• **AVAILABLE DATA**:
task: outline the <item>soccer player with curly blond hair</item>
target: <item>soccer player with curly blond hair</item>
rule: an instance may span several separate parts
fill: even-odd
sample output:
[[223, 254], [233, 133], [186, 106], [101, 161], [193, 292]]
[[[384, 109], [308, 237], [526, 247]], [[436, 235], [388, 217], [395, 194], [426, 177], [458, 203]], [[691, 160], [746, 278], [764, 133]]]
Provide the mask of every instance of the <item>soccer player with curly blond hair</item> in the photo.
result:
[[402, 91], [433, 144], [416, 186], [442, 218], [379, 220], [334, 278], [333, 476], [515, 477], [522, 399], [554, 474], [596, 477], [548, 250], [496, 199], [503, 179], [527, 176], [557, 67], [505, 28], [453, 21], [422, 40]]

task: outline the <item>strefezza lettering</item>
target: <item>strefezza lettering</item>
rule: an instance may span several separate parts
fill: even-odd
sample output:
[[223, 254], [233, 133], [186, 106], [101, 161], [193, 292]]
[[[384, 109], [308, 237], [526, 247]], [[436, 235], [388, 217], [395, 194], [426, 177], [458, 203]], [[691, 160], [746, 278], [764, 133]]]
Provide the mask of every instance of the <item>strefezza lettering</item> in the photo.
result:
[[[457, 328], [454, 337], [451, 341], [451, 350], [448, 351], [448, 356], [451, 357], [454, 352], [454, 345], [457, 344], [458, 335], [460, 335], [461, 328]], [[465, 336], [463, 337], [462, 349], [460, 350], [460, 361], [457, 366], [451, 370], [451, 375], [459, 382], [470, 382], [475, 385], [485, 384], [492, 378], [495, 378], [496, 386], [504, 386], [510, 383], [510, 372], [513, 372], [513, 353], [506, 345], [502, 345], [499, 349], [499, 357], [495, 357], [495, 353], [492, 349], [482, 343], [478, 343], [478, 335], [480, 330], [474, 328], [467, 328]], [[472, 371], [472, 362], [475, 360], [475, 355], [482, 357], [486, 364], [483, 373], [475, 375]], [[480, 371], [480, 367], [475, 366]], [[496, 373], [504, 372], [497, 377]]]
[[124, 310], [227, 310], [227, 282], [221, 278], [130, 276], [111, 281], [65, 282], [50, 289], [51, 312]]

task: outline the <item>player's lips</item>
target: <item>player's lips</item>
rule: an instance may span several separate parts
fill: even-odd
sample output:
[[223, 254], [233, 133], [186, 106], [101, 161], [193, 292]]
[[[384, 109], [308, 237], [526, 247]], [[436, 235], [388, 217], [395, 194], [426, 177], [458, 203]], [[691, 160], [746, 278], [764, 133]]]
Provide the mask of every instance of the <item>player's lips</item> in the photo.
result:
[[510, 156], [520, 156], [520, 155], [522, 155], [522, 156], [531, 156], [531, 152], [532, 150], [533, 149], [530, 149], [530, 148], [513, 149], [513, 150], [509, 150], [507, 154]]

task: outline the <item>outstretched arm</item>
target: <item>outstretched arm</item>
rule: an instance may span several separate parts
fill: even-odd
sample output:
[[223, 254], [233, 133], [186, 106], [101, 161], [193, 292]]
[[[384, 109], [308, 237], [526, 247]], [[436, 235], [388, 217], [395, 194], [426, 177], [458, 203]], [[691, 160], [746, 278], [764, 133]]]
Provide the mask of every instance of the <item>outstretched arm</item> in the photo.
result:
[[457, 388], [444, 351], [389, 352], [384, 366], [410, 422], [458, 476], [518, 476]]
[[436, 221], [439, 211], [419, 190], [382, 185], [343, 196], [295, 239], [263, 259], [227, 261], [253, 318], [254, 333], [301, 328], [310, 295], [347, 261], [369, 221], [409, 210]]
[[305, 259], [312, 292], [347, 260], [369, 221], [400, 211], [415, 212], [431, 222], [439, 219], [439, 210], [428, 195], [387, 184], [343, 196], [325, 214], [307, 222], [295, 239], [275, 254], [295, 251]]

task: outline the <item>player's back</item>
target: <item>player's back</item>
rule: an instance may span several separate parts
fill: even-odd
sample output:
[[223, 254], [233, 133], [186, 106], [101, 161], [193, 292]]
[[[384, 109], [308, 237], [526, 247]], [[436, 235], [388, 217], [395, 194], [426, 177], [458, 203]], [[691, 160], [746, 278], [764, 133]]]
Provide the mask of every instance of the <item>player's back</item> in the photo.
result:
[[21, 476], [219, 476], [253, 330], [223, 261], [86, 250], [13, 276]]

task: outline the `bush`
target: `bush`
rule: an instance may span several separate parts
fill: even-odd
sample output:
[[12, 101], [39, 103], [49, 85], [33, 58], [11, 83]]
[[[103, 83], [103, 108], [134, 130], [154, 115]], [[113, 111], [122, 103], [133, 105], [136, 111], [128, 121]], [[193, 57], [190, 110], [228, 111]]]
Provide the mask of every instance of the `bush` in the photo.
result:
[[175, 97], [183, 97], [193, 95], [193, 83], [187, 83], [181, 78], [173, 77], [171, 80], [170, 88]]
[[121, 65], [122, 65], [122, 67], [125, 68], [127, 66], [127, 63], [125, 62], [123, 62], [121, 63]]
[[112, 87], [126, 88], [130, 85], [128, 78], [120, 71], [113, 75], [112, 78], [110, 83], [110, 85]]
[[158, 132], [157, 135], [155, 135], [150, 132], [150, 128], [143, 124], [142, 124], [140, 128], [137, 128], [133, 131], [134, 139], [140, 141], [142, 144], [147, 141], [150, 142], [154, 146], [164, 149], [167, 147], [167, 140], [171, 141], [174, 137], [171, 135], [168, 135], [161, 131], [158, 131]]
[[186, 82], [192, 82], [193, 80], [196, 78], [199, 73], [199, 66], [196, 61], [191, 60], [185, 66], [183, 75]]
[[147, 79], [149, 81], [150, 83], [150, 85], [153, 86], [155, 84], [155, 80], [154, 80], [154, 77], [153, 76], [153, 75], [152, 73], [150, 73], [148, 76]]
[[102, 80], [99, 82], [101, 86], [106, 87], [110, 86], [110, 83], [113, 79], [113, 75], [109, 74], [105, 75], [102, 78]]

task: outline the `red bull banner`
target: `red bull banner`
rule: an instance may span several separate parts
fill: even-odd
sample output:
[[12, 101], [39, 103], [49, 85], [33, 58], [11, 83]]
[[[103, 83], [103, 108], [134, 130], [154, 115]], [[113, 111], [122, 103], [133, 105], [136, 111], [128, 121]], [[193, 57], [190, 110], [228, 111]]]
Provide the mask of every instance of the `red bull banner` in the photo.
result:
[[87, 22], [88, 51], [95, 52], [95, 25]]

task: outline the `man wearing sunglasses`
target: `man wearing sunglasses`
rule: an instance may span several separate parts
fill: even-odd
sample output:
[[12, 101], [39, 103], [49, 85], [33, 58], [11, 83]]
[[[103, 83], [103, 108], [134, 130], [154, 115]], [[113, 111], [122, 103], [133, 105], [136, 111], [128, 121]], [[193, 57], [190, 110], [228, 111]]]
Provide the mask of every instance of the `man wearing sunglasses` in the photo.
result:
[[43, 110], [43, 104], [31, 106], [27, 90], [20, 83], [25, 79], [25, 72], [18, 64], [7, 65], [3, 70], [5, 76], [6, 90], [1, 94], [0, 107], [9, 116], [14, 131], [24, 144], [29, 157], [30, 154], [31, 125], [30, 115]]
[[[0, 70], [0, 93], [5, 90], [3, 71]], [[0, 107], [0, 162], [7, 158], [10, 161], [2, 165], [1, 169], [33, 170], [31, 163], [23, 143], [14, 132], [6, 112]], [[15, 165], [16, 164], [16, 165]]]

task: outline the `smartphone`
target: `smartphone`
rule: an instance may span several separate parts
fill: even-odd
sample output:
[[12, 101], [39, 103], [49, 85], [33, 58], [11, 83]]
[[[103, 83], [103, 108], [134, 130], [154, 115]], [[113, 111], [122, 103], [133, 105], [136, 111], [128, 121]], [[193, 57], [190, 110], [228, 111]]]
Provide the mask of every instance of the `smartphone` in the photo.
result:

• **DIRECTIONS**:
Count the lines in the material above that contain the word "bush" and reply with that number alone.

• **RESPONSE**:
3